SET PROBLEM A:
In the forum thread on the Atlas mill spindle belt, what other name may thin pattern wrenches go by?
SET PROBLEM B:
Please condense the paragraph of the Atlas mill spindle belt thread beginning "So you need to change the spindle belt" into a short bulleted list that keeps its main facts.

┌─ TEXT SEGMENT

# Addendum to Atlas tech bulletin H Mill spindle belt



## Lance (May 27, 2013)

So you need to change the spindle belt on your atlas mill? First you need this: http://scottandersonpipes.com/atlas_press/tb_hmillbelt.htm . Then read on. In figure 2 it calls for a "thin end wrench". Instead of destroying a wrench from your favorite set it is much easier to remove the bolt and gear from stud "F" and use a socket or non-ruined wrench to remove stud "F". Continuing onward to removal of the spindle set screws in collar "D"  and 2 set screws "F" in gear "I" requires a very long allen wrenches so if you do not have long wrenches it would be a great time to go get some. Note my machine had only 1 set screw "F" in gear "I".  I really enjoy the statement that care should be exercised not to loose various parts such as the spindle pulley or bull gear. A key statement in this paragraph is that dust cover "N" will be automatically removed with the spindle. It will, and is the worst part of re-assembly. Trying to get dust cover "N" to stay in place while  you pass key "J" back through, along with holding gear "I" , pulley,  collar "D"  and a brand new belt in a 4 inch hole is a bit of juggling act in itself, probably best accomplished by a chinaman with small hands or a small child with good mechanical aptitude. Major note here. START set screw in collar "D" BEFORE you put the shaft back through or woe unto you. Also not mentioned is the  countershaft has to be disassembled which on mine had been run with a loose set screw on the pulley causing scarring on the shaft. After 2 hours of cutting spacers, and gentle persuasion it was finally disassembled.  Hope this helps.


----------



## wa5cab (May 27, 2013)

Good advice.  I'll mention that thin pattern wrenches can be bought either as sets or one size at a time.  They may be called "tappet" wrenches.  

Robert D.


----------

└─
┌─ DATASET ROWS

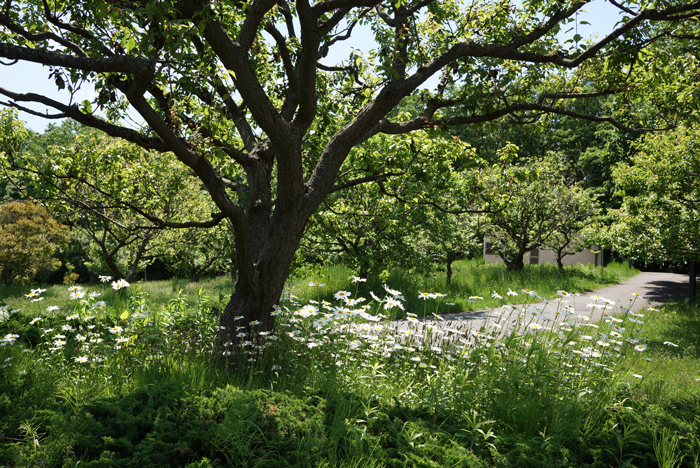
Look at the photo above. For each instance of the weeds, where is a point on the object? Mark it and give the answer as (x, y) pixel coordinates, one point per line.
(338, 385)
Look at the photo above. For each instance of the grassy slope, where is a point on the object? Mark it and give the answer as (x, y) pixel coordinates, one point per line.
(195, 416)
(471, 278)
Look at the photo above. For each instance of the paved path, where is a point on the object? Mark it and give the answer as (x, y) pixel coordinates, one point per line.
(654, 289)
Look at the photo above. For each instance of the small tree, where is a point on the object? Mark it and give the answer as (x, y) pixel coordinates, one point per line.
(29, 236)
(531, 206)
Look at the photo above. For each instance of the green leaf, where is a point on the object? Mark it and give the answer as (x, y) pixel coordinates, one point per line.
(130, 44)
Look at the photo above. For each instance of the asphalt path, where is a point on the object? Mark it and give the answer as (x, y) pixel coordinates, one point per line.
(647, 289)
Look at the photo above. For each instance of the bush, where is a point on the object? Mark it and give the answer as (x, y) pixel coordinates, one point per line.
(29, 237)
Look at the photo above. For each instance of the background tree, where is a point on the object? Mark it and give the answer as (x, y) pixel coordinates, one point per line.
(659, 219)
(530, 207)
(111, 192)
(247, 99)
(379, 225)
(29, 237)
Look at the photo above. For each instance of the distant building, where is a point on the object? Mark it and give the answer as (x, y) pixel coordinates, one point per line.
(536, 256)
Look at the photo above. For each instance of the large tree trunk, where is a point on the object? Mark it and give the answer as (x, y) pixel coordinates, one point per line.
(263, 257)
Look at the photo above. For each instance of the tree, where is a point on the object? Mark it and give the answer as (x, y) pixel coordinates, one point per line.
(577, 209)
(243, 93)
(660, 215)
(383, 224)
(91, 181)
(28, 239)
(531, 207)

└─

CORRECT OUTPUT A:
They may be called "tappet" wrenches.

CORRECT OUTPUT B:
- Start with the Atlas tech bulletin at http://scottandersonpipes.com/atlas_press/tb_hmillbelt.htm.
- Figure 2 calls for a thin end wrench. Instead, remove the bolt and gear from stud "F" and use a socket or an ordinary wrench to remove stud "F".
- Removing the spindle set screws in collar "D" and the set screws "F" in gear "I" requires very long allen wrenches. The poster's machine had only one set screw "F" in gear "I".
- Dust cover "N" comes out automatically with the spindle. Holding it in place during reassembly, along with key "J", gear "I", the pulley, collar "D" and the new belt in a 4-inch hole, is the hardest part.
- Start the set screw in collar "D" before putting the shaft back through.
- The bulletin does not mention that the countershaft must also be disassembled. On the poster's machine, the countershaft had been scarred by a loose pulley set screw, and it took 2 hours of cutting spacers and gentle persuasion to take apart.